▶ Document excerpt
- - - - - - -
Google Wants Online Ad Improvement Within Months, Not Years

Comments Filter:
  • well then (Score:5, Insightful)

    by fyngyrz ( 762201 ) on Wednesday October 21, 2015 @06:58PM (#50777813) Homepage Journal

    Well then the first thing Google should do is go back to text ads that didn't drag our poor browsers all over the damned web. You know, the actual reasonable ads that they put out once upon a time. That would be great.

    • Re: well then (Score:3, Interesting)

      by AvitarX ( 172628 )

      This exactly, though I don't mind images, and even a few frames of movement.

      But Google upended advertising by doing less annoying ads than the competition, but targeting them well.

      They remain relatively less annoying advertisers I think, but they should definitely lead by example.

      Of course this benefits them, they're powerful data collection means they can do beat with the simple ads, simpler advertising will give them more market share.

      • i've noticed that it's not just ads that do that in the US. i hate it when i middle click links (to US news sites) in slashdot summaries and then have to quickly go through all the new tabs to see which ones have the annoying women talking about something i've no interest in. it's always a stupid video in a sidebar (completely unrelated to the article). wtf america?

        • Firefox 42 and later show an indicator [mozilla.org] for HTML5 audio and video, as does Chrome. If you cannot wait for 42 to leave beta, install Noise Control for Firefox [mozilla.org]. Set Flash to "click to play".

          • What'd be even better than this is some kind of indicator (maybe after opening a new tab or pop-out or something) in Firefox which shows how much CPU and RAM each tab is using up. I'm constantly running into a problem where one of my tabs gobbles up all my CPU time, and I have to forcibly kill Firefox and restart it.
- - - - - - -
▶ Material provided

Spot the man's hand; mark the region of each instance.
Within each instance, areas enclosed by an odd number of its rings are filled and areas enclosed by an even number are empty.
- - - - - - -
▶ Problem details
Continue the comment thread about Google and online ads from the point where it stops. The lines above were taken from an unrelated source.

▶ The response
        • I hate this about CNN, I have a ton of things to try and stop their autoplaying videos on 90% of the articles (even ones that indicate they have no video). I like to middle click on the interesting articles, then go through and read them, but CNN makes me not want to use their site at all as all the videos load and start playing.

      • by tlhIngan ( 30335 )

        But Google upended advertising by doing less annoying ads than the competition, but targeting them well.

        They remain relatively less annoying advertisers I think, but they should definitely lead by example.

        Considering Google owns all the other advertisers for the most part, I don't think that's true anymore. They could easily "lead by example" since they do own a good chunk of the companies that pioneered popups, popunders, "rich ads" and other things.

        In fact, it seems the amount of people using Google Ads h

    • NO ads are reasonable. The purpose of an ad is to steal a small part of a person's attention while they are doing something else. It is evil, pure and simple.

      (and BTW, humans have lived on earth for thousands of years, and 99% of that time ads didn't exist.)

      • Re: (Score:2, Insightful)

        by gweihir ( 88907 )

        Not quite. There was for example mandatory ad consumption of the worst kind every Sunday in Christianity. And even worse in other religions. At least the cretins today only want to sell you something and are fairly easy to ignore. But this type of plague has been with the human race for a long, long time.

    • They should also go back to displaying ads relevant to the content of the page that I'm looking at, not relevant to some crappy model of what I might be interested in in general. I actually clicked on a few ads back when they did this, because I was interested in the thing that they were advertising at exactly the time that they showed me the ad. It's been years since I've seen a Google ad that's been remotely interesting to me.

      It amazes me that Google managed to disrupt the ad industry by adding non-int

      • by Ashtead ( 654610 )

        This.

        There is nothing as wasted as an ad for something that I just bought... yet that has happened several times: I have just bought something on ebay (or wherever) and sure enough, here comes an advertisement for the same exact thing. That model is simply broken.

        • by jafiwam ( 310805 )

          This.

          There is nothing as wasted as an ad for something that I just bought... yet that has happened several times: I have just bought something on ebay (or wherever) and sure enough, here comes an advertisement for the same exact thing. That model is simply broken.

          They aren't distinguishing between "viewed page about" and "bought."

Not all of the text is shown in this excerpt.